[THE REQUEST] Find the line that contains "Could you please point out the tree trunk". Then set down that line and all the lines after it, to the end of the records, exactly and with nothing added.

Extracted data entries
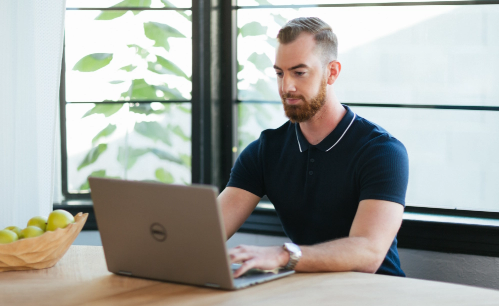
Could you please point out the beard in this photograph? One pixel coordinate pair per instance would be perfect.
(306, 110)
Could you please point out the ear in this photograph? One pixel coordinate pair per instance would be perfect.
(333, 71)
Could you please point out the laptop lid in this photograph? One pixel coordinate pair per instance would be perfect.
(164, 232)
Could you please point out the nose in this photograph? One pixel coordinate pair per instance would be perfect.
(288, 84)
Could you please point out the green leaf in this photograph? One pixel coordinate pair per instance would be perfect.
(92, 155)
(168, 3)
(153, 130)
(93, 62)
(104, 108)
(108, 130)
(128, 157)
(178, 131)
(253, 29)
(98, 173)
(129, 67)
(186, 160)
(145, 109)
(261, 61)
(164, 176)
(133, 3)
(170, 93)
(141, 90)
(139, 50)
(166, 156)
(272, 41)
(281, 21)
(110, 15)
(164, 66)
(160, 32)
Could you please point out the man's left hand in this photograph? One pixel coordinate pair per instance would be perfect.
(264, 258)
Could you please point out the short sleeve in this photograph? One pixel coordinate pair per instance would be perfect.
(247, 172)
(384, 170)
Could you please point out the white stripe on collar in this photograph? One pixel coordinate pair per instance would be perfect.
(299, 145)
(297, 139)
(354, 115)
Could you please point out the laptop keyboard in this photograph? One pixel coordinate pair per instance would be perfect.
(253, 272)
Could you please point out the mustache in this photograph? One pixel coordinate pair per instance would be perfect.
(291, 96)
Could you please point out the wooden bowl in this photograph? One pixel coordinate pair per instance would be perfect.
(40, 252)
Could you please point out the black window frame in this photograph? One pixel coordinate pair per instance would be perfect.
(214, 136)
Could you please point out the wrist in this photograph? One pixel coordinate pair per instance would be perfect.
(295, 254)
(283, 257)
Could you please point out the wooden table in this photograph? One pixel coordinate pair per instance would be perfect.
(81, 278)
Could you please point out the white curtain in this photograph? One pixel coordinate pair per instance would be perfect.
(31, 37)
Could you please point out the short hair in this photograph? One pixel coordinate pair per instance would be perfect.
(324, 37)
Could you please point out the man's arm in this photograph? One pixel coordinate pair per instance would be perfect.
(237, 204)
(375, 225)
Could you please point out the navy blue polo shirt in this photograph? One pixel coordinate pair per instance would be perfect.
(316, 189)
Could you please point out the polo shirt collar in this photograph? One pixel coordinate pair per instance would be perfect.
(332, 139)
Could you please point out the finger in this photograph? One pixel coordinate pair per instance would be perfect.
(238, 249)
(250, 264)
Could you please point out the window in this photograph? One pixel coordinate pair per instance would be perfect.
(424, 72)
(126, 92)
(172, 91)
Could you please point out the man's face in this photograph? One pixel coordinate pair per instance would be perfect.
(301, 78)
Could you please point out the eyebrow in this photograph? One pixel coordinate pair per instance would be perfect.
(294, 67)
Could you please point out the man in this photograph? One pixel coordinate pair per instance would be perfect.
(337, 181)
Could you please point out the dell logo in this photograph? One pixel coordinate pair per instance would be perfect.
(158, 232)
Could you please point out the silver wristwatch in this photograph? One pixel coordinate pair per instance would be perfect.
(294, 255)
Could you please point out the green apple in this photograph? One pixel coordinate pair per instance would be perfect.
(38, 221)
(16, 230)
(59, 219)
(7, 236)
(31, 232)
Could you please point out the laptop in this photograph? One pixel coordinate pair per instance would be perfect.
(167, 232)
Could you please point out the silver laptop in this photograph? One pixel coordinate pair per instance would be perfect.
(167, 232)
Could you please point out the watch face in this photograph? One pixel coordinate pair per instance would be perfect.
(293, 248)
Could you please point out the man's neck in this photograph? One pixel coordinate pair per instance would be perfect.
(324, 122)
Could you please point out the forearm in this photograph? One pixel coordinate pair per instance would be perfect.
(347, 254)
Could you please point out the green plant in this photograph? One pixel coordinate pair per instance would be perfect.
(147, 126)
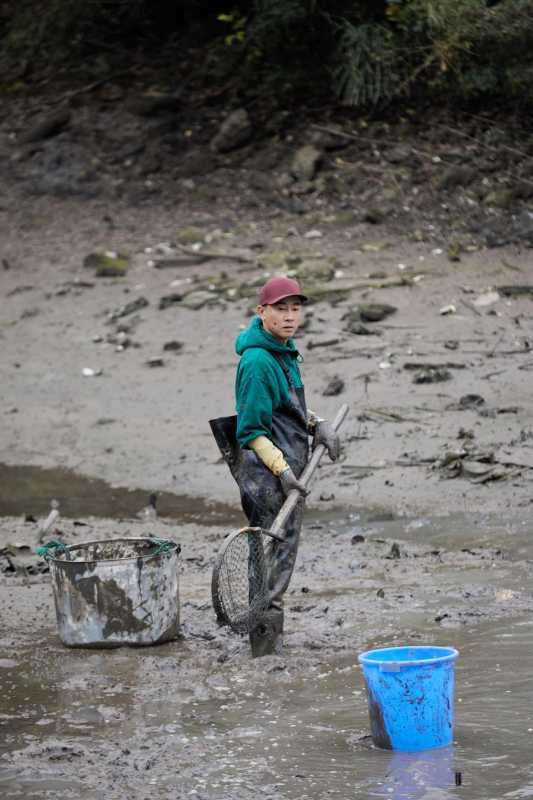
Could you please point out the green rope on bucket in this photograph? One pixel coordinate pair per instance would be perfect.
(49, 549)
(162, 545)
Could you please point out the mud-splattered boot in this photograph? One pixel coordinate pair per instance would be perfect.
(266, 637)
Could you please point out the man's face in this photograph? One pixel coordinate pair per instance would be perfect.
(281, 319)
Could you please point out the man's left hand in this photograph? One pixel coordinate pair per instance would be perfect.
(326, 435)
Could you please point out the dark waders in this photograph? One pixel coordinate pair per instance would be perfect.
(262, 498)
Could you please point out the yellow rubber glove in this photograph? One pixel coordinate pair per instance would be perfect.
(269, 454)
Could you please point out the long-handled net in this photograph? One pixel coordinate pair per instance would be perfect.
(240, 579)
(239, 586)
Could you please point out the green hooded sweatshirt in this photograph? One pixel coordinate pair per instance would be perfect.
(261, 386)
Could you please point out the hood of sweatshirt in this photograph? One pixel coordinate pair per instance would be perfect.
(256, 336)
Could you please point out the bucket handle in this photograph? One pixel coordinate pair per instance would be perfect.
(49, 550)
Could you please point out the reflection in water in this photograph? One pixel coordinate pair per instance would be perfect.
(414, 776)
(28, 490)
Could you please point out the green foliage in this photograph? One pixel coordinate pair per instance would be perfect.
(368, 68)
(364, 52)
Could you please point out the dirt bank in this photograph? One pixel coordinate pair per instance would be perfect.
(117, 377)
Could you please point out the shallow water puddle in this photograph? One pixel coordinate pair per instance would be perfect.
(305, 738)
(311, 740)
(29, 490)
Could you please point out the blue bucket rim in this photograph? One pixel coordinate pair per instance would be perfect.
(448, 654)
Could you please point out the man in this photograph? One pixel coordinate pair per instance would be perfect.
(272, 431)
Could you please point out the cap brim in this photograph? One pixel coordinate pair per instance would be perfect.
(302, 297)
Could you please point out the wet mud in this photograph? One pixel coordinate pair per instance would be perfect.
(198, 717)
(29, 489)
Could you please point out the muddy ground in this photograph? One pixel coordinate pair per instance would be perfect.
(435, 476)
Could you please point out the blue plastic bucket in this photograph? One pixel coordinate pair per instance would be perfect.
(410, 696)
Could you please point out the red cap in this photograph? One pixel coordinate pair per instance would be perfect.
(277, 289)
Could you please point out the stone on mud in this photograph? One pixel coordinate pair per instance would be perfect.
(107, 265)
(235, 131)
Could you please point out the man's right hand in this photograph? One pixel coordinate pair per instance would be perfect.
(289, 481)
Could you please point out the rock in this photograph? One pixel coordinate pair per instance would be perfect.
(170, 300)
(374, 216)
(107, 265)
(188, 236)
(48, 126)
(458, 175)
(305, 163)
(361, 330)
(369, 312)
(199, 299)
(235, 131)
(128, 308)
(333, 138)
(466, 402)
(173, 346)
(334, 387)
(432, 375)
(153, 103)
(197, 163)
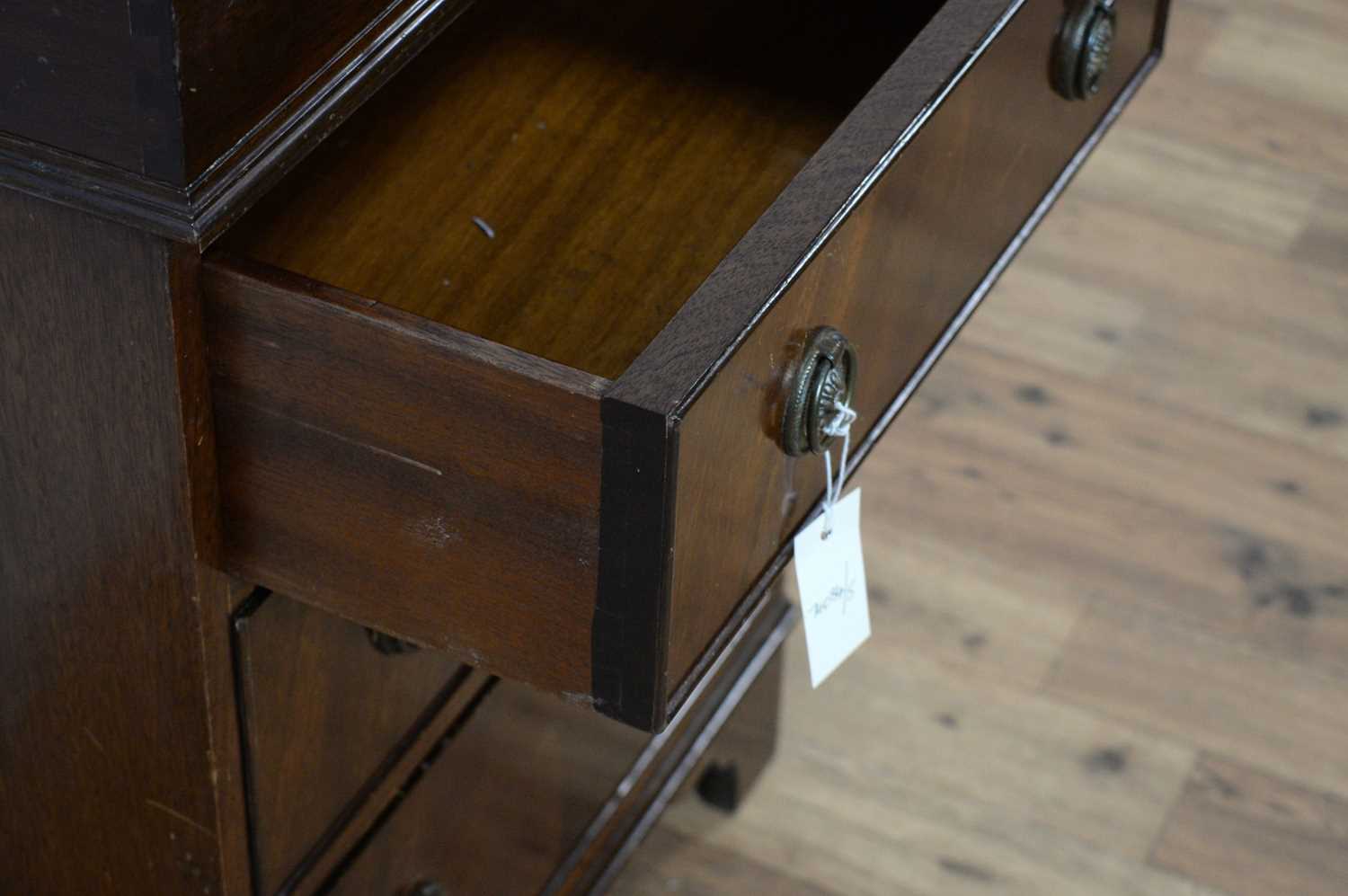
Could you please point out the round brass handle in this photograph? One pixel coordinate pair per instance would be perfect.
(1081, 56)
(824, 377)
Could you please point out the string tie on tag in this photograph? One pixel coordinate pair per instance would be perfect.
(838, 423)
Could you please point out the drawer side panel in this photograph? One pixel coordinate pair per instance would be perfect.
(361, 448)
(892, 278)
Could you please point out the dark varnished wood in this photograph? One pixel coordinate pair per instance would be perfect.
(407, 475)
(325, 717)
(891, 278)
(94, 80)
(906, 212)
(533, 795)
(175, 116)
(108, 748)
(616, 153)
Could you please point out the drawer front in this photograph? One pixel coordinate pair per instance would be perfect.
(534, 795)
(897, 278)
(326, 709)
(607, 539)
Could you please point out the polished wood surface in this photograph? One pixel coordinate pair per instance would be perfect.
(174, 116)
(891, 279)
(560, 177)
(340, 494)
(530, 795)
(504, 802)
(1105, 540)
(107, 753)
(406, 475)
(94, 81)
(324, 713)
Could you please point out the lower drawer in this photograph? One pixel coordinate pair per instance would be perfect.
(528, 361)
(326, 709)
(531, 795)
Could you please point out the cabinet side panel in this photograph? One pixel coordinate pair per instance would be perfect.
(105, 763)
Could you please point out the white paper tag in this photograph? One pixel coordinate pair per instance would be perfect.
(832, 581)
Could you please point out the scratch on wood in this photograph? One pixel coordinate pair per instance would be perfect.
(350, 441)
(180, 817)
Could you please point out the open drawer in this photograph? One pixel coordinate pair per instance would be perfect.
(509, 367)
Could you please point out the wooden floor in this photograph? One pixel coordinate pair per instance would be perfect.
(1108, 542)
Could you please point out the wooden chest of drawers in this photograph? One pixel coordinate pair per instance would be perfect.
(509, 379)
(501, 334)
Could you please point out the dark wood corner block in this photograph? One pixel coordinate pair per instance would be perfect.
(503, 367)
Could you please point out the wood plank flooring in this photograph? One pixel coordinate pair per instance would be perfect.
(1108, 542)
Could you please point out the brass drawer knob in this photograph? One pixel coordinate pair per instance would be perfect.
(824, 379)
(1081, 56)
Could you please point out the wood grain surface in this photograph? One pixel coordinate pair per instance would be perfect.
(108, 758)
(323, 713)
(382, 465)
(892, 279)
(560, 178)
(528, 794)
(1105, 542)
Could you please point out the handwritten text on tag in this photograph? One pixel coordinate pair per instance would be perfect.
(832, 581)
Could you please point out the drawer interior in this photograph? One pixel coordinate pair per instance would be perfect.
(558, 175)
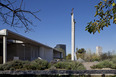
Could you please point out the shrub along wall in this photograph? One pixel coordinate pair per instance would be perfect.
(41, 65)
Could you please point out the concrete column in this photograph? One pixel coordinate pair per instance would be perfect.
(4, 49)
(73, 36)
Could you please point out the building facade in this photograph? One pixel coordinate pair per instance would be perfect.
(15, 46)
(63, 47)
(98, 50)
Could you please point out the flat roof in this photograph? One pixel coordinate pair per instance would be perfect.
(15, 36)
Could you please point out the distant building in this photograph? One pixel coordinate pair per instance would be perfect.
(98, 50)
(62, 46)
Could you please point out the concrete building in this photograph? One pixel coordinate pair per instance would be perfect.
(15, 46)
(62, 46)
(72, 36)
(98, 50)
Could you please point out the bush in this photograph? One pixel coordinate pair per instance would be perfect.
(39, 64)
(25, 65)
(13, 65)
(69, 65)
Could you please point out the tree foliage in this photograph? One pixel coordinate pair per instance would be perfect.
(105, 13)
(12, 15)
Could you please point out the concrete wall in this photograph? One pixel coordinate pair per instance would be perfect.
(24, 52)
(29, 52)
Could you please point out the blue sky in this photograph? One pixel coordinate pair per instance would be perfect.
(55, 25)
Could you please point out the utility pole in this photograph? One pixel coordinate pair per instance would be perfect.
(72, 36)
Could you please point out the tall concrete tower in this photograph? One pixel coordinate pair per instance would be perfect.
(73, 35)
(98, 50)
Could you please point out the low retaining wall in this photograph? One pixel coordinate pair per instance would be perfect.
(61, 72)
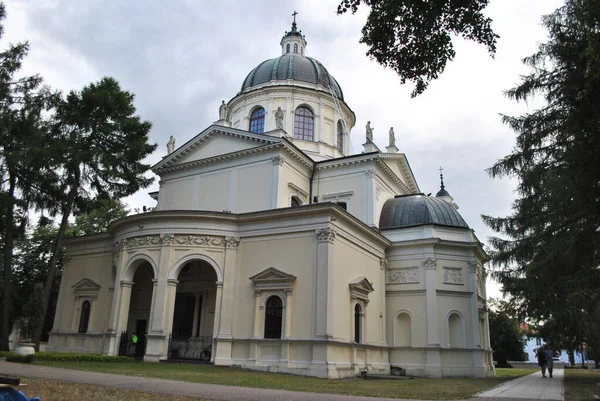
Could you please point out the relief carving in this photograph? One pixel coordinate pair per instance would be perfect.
(405, 276)
(429, 263)
(143, 241)
(325, 234)
(453, 276)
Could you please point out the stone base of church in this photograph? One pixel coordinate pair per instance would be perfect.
(324, 359)
(443, 362)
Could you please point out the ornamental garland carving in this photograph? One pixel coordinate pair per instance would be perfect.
(325, 234)
(429, 263)
(405, 276)
(143, 241)
(453, 276)
(167, 239)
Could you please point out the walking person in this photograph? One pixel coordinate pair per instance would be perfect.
(549, 361)
(542, 360)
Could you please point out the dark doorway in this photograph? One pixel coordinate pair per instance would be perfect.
(140, 331)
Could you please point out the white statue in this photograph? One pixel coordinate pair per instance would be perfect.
(171, 145)
(279, 118)
(223, 111)
(369, 132)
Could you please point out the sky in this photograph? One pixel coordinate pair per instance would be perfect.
(181, 58)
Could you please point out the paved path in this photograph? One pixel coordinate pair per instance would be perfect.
(534, 387)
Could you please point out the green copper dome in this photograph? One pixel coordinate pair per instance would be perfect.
(418, 210)
(292, 66)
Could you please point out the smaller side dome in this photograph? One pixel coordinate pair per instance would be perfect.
(418, 210)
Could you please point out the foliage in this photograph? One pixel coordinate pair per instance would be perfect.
(414, 37)
(20, 358)
(73, 357)
(102, 213)
(417, 388)
(549, 254)
(23, 149)
(506, 337)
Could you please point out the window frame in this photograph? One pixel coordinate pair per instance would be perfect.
(304, 123)
(258, 121)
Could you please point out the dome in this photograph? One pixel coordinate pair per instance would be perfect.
(292, 66)
(418, 210)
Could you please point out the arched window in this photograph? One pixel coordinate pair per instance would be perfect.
(340, 142)
(85, 316)
(403, 331)
(273, 317)
(257, 121)
(455, 331)
(304, 124)
(357, 324)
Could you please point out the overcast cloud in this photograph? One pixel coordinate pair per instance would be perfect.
(182, 57)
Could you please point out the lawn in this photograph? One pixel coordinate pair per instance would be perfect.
(580, 384)
(430, 389)
(50, 390)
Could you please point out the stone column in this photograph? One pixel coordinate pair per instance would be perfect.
(112, 333)
(196, 315)
(324, 302)
(369, 197)
(277, 163)
(257, 313)
(382, 310)
(434, 356)
(288, 313)
(157, 332)
(474, 310)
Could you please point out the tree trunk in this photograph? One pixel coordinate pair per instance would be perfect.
(8, 250)
(37, 332)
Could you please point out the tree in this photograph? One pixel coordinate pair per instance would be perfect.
(414, 37)
(102, 147)
(506, 337)
(23, 100)
(548, 255)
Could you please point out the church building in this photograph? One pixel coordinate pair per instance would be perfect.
(272, 247)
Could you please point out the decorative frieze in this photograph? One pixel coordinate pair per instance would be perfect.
(167, 239)
(325, 234)
(118, 246)
(453, 276)
(232, 242)
(405, 276)
(429, 263)
(143, 241)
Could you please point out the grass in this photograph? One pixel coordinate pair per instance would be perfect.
(50, 390)
(430, 389)
(580, 384)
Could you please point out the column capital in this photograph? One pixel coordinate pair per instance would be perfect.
(429, 263)
(326, 235)
(125, 284)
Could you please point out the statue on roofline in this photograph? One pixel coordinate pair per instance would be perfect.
(223, 111)
(369, 132)
(171, 145)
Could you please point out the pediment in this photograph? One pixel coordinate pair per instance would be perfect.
(215, 141)
(86, 286)
(271, 275)
(361, 284)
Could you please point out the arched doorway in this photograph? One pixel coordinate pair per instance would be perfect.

[WRITTEN RESPONSE]
Could you please point out the tree trunk in this photograph? One pixel coordinate pair per instance would be perfect.
(8, 250)
(37, 332)
Could you please point out the tree in this photograph? One pixel coordinate pair per instance would be perfect.
(414, 37)
(102, 147)
(506, 337)
(23, 100)
(548, 255)
Could you please point out the church building in this photograph? One pixel coordinate pair per instance would be perfect.
(272, 247)
Could you please point out the decorative frieze in this photograph? One pixel coordinate pair per instance would be perfect.
(167, 239)
(325, 234)
(118, 246)
(453, 276)
(232, 242)
(405, 276)
(429, 263)
(143, 241)
Could you please point out the grass in this photograph? One pixel coordinate pair per instance would be perfect.
(50, 390)
(430, 389)
(580, 384)
Could you please point out the column capital in this photograph? One pixel coordinate pair per instance would be perfect.
(429, 263)
(326, 235)
(125, 284)
Could you please point out the statue on roofline in this photograph? One pixel coordinate pair per instance would be perfect.
(223, 111)
(369, 132)
(171, 145)
Could you please point out the pediment in this photograph? One pixel coordinate pair per instance would be perfect.
(215, 141)
(86, 286)
(271, 275)
(361, 284)
Could you please point out the arched doorway in this photograph? One pixel coordinate pair per instance would be perfect.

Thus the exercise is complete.